Given exercise :: Copy the lines from the line with "For the benchmark, mark every instance of the handwritten" up to and including the line with "[[604, 256], [470, 242], [710, 242], [806, 302]]", substituting "printed text" for "handwritten text" and leaving everything else unchanged.

Start of Records for this exercise

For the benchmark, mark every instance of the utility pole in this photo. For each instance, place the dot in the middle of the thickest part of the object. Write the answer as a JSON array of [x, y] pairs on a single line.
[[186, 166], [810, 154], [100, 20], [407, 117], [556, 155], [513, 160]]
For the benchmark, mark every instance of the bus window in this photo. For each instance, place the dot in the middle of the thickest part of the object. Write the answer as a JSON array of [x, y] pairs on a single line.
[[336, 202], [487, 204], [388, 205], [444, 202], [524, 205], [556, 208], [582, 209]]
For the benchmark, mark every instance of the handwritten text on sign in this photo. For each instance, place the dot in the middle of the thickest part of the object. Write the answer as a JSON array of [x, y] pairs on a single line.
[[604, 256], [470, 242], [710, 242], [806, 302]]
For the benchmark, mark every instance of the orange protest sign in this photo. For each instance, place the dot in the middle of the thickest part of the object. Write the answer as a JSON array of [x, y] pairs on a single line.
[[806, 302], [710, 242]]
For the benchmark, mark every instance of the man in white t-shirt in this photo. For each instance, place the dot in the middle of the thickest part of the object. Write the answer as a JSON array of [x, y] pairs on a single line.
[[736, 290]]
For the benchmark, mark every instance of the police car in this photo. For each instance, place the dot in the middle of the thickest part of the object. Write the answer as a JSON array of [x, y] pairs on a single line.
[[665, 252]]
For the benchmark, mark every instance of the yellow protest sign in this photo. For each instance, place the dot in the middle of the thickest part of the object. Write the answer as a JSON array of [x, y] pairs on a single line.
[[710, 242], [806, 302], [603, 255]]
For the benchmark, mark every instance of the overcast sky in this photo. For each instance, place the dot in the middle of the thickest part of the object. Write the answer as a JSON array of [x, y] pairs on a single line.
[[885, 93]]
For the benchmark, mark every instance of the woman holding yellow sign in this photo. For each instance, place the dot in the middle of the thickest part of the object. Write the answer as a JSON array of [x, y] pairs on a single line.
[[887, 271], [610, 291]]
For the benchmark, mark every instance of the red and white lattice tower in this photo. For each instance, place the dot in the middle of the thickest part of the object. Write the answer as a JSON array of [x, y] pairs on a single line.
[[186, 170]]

End of Records for this exercise

Response to this task ::
For the benchmark, mark every instance of the printed text on sign in this photo. For each instance, place the dot in the middle of the thickest part of the object. Write the answer as a JSON array of [x, y] pairs on a single line.
[[604, 256], [470, 242], [710, 242], [806, 302]]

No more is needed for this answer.